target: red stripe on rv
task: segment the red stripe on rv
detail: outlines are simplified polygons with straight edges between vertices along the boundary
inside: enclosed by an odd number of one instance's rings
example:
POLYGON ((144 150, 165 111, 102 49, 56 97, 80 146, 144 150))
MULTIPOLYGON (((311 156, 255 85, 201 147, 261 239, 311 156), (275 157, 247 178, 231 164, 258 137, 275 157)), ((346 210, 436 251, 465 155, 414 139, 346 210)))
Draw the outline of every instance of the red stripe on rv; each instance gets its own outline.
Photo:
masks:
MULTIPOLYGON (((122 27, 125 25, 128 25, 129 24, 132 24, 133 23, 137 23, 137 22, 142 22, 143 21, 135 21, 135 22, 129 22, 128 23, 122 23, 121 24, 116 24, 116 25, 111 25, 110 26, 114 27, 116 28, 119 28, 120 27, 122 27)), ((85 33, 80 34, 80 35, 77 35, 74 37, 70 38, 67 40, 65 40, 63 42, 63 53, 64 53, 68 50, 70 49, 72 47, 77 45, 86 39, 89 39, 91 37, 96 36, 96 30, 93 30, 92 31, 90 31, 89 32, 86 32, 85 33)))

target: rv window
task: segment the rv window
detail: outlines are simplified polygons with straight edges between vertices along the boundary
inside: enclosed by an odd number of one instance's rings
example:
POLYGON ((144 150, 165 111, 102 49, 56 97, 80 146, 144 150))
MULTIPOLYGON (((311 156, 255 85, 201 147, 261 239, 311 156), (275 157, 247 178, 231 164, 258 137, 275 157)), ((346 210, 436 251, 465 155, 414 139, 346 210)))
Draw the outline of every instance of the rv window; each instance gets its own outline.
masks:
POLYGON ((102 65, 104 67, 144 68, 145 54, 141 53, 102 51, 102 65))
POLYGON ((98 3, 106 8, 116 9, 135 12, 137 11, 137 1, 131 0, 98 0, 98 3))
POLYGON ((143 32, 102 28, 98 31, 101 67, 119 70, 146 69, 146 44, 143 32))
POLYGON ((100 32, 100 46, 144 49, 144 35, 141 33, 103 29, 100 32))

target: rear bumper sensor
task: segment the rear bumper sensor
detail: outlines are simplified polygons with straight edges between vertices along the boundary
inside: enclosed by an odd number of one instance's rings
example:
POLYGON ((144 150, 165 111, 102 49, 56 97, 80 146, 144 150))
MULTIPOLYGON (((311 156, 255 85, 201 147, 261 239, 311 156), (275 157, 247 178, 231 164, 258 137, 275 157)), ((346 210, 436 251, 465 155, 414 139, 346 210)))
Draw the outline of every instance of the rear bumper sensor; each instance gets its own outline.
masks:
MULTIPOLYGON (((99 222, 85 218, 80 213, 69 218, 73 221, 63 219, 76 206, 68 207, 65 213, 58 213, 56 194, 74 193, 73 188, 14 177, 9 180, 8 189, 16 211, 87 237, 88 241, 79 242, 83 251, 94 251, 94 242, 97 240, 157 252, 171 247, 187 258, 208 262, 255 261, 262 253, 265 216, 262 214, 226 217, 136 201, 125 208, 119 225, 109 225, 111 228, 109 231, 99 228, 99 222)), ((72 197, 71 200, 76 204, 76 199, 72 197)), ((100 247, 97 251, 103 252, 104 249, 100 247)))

..............................

**What to work on:** Edit the records above by replacing "straight edges" with "line segments" wherever it occurs, and leave everything else unchanged.

**Reply:**
target: red stripe on rv
task: segment the red stripe on rv
detail: outlines are simplified polygons with line segments between vertices along the boundary
inside: enclosed by an odd number of one instance's rings
example:
POLYGON ((144 150, 165 111, 102 49, 56 97, 80 146, 144 150))
MULTIPOLYGON (((311 156, 255 85, 201 147, 261 239, 311 156), (275 157, 247 178, 231 164, 258 137, 275 157)), ((346 210, 436 251, 465 155, 414 139, 346 210)))
Draw the outline of every instance of the red stripe on rv; each instance gets its own outline.
Photo:
masks:
MULTIPOLYGON (((122 27, 125 25, 128 25, 129 24, 132 24, 133 23, 137 23, 137 22, 142 22, 143 21, 135 21, 135 22, 129 22, 128 23, 122 23, 121 24, 116 24, 116 25, 111 25, 110 26, 114 27, 116 28, 119 28, 120 27, 122 27)), ((85 33, 80 34, 80 35, 77 35, 74 37, 70 38, 67 40, 65 40, 63 42, 63 53, 64 53, 68 50, 70 49, 72 47, 77 45, 86 39, 89 39, 91 37, 96 36, 96 30, 93 30, 92 31, 90 31, 89 32, 86 32, 85 33)))

target: rv window
task: segment the rv window
detail: outlines are simplified polygons with line segments between vertices along the boundary
inside: enclosed by an odd number of one instance's rings
example:
POLYGON ((144 150, 165 111, 102 49, 56 97, 80 146, 144 150))
MULTIPOLYGON (((311 156, 255 85, 201 147, 261 239, 311 156), (275 157, 247 178, 231 164, 258 137, 275 157)), ((346 210, 436 251, 465 155, 414 139, 346 210)))
Draw the outline of every instance of the rv window; each instance gets its own outline.
masks:
POLYGON ((102 65, 104 67, 144 68, 145 54, 141 53, 102 51, 102 65))
POLYGON ((98 3, 106 8, 116 9, 135 12, 137 11, 137 1, 131 0, 98 0, 98 3))
POLYGON ((143 32, 102 28, 98 31, 101 67, 119 70, 146 69, 146 44, 143 32))
POLYGON ((100 32, 100 46, 144 49, 144 35, 141 33, 103 29, 100 32))

target: rear bumper sensor
task: segment the rear bumper sensor
detail: outlines are simplified polygons with line segments between vertices along the boundary
inside: enclosed by an odd number of one instance's rings
example:
POLYGON ((144 150, 165 111, 102 49, 56 97, 80 146, 144 150))
MULTIPOLYGON (((311 156, 255 85, 201 147, 261 239, 311 156), (275 157, 247 178, 231 164, 258 137, 275 157)), ((346 210, 436 251, 465 155, 414 139, 346 210)))
Draw the outline of every instance of the rear bumper sensor; each instance gets its own outline.
masks:
MULTIPOLYGON (((99 222, 85 218, 80 213, 69 218, 73 221, 63 219, 76 206, 68 207, 65 213, 58 213, 56 194, 74 193, 73 188, 14 177, 9 180, 8 189, 16 211, 87 237, 88 241, 79 242, 83 251, 94 251, 94 242, 97 240, 157 252, 171 247, 187 258, 208 262, 255 261, 262 253, 265 216, 262 214, 226 217, 136 201, 125 208, 119 225, 109 225, 111 228, 109 231, 99 228, 99 222)), ((72 197, 71 200, 76 204, 76 199, 72 197)), ((100 247, 97 251, 103 252, 104 249, 100 247)))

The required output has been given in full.